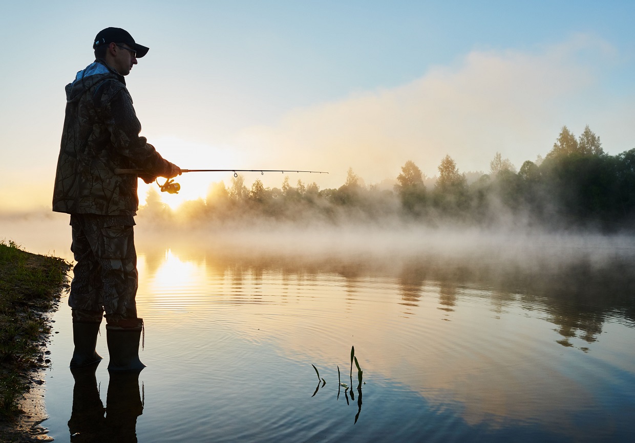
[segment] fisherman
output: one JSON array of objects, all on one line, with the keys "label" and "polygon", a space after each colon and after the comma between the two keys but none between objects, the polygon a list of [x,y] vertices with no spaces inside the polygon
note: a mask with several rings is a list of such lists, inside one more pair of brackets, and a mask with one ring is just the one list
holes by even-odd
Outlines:
[{"label": "fisherman", "polygon": [[[149,48],[120,28],[93,41],[95,60],[66,85],[66,115],[57,162],[53,210],[70,215],[73,268],[69,305],[75,349],[70,367],[102,359],[95,350],[105,312],[109,371],[140,371],[144,321],[135,297],[138,274],[133,235],[138,208],[137,177],[150,183],[181,169],[140,137],[124,76]],[[143,173],[118,175],[116,168]]]}]

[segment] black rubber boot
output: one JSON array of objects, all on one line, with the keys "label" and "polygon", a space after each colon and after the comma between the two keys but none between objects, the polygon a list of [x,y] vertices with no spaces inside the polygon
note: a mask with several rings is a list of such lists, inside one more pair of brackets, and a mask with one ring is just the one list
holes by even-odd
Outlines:
[{"label": "black rubber boot", "polygon": [[97,344],[97,334],[100,323],[73,322],[73,343],[75,350],[70,359],[71,369],[84,367],[102,360],[102,356],[95,350]]},{"label": "black rubber boot", "polygon": [[110,354],[109,371],[141,371],[145,367],[139,360],[139,341],[144,321],[137,320],[138,326],[133,327],[106,325],[106,340]]}]

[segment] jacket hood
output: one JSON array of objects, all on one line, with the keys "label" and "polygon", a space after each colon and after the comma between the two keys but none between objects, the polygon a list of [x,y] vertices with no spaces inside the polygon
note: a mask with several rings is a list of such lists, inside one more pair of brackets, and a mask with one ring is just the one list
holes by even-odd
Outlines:
[{"label": "jacket hood", "polygon": [[123,76],[119,75],[103,60],[96,60],[83,70],[77,72],[75,79],[66,85],[66,100],[76,102],[85,91],[109,77],[126,84]]}]

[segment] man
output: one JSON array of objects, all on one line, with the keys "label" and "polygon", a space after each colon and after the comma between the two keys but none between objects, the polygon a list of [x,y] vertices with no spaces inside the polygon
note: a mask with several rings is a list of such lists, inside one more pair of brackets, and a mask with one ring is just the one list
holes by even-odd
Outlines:
[{"label": "man", "polygon": [[124,76],[149,48],[120,28],[106,28],[93,43],[96,60],[66,86],[66,115],[53,196],[53,210],[70,215],[71,251],[77,262],[70,284],[75,350],[70,367],[102,357],[95,351],[105,312],[109,371],[140,371],[143,319],[137,317],[133,216],[138,207],[140,168],[150,183],[181,173],[140,137],[141,124]]}]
######
- _WHAT YOU WILL DO_
Render each line of all the items above as a JSON list of strings, one string per line, leaving out blank lines and the picture.

- _FULL OUTPUT_
[
  "[segment] fisherman",
  "output: one JSON array of objects, all on one line, with the keys \"label\" and \"polygon\", a space after each colon and after the comma between the two keys but none between objects, the polygon a list of [x,y] vertices with no spaces inside the polygon",
  "note: a mask with several rings is a list of such lists, inside one more pair of brackets, and a mask with one ring is just the one list",
  "holes by even-odd",
  "Outlines:",
  "[{\"label\": \"fisherman\", \"polygon\": [[[149,48],[120,28],[93,41],[95,60],[66,85],[66,115],[57,162],[53,210],[70,215],[73,268],[69,305],[75,349],[70,367],[102,359],[95,350],[105,312],[109,371],[140,371],[144,321],[135,297],[138,274],[133,235],[138,208],[137,177],[150,183],[181,169],[140,137],[124,76]],[[143,173],[118,175],[116,168]]]}]",
  "[segment] black rubber boot",
  "output: one JSON array of objects, all on one line, with the keys \"label\" and \"polygon\", a space after each colon and after the comma between the two keys but none between objects, the polygon a list of [x,y] vertices with no spaces inside the polygon",
  "note: a mask with several rings is a list of such lists, inside one more pair of brackets, and a mask with one ring is just the one list",
  "holes by even-odd",
  "Outlines:",
  "[{\"label\": \"black rubber boot\", \"polygon\": [[97,344],[97,334],[100,323],[73,322],[73,343],[75,350],[70,359],[71,369],[84,367],[102,360],[102,356],[95,350]]},{\"label\": \"black rubber boot\", \"polygon\": [[110,354],[109,371],[141,371],[145,367],[139,360],[139,341],[144,321],[137,320],[138,326],[133,327],[106,325],[106,340]]}]",
  "[segment] jacket hood",
  "output: one JSON array of objects, all on one line, with the keys \"label\" and \"polygon\", a space after each colon and after the comma between the two keys but none between objects, the polygon a list of [x,y] vertices with no spaces inside the polygon",
  "note: a mask with several rings is a list of such lists, inside one more pair of brackets, and a mask with one ring is just the one list",
  "holes by even-odd",
  "Outlines:",
  "[{\"label\": \"jacket hood\", \"polygon\": [[123,76],[119,75],[103,60],[96,60],[83,70],[77,72],[75,79],[66,85],[66,100],[76,102],[85,91],[109,77],[126,84]]}]",
  "[segment] man",
  "output: one JSON array of objects, all on one line, with the keys \"label\" and \"polygon\", a space after each colon and after the comma between the two keys but none between objects, the polygon a list of [x,y] vertices with no spaces inside the polygon",
  "note: a mask with several rings is a list of such lists, inside one more pair of brackets, and a mask with one ring is just the one list",
  "holes by even-odd",
  "Outlines:",
  "[{\"label\": \"man\", \"polygon\": [[124,76],[149,48],[120,28],[106,28],[93,43],[96,60],[66,86],[66,115],[53,196],[53,210],[70,215],[71,251],[77,262],[70,284],[75,350],[70,367],[102,357],[95,351],[105,312],[109,371],[140,371],[143,319],[137,317],[133,216],[138,207],[140,168],[150,183],[181,173],[140,137],[141,124]]}]"
]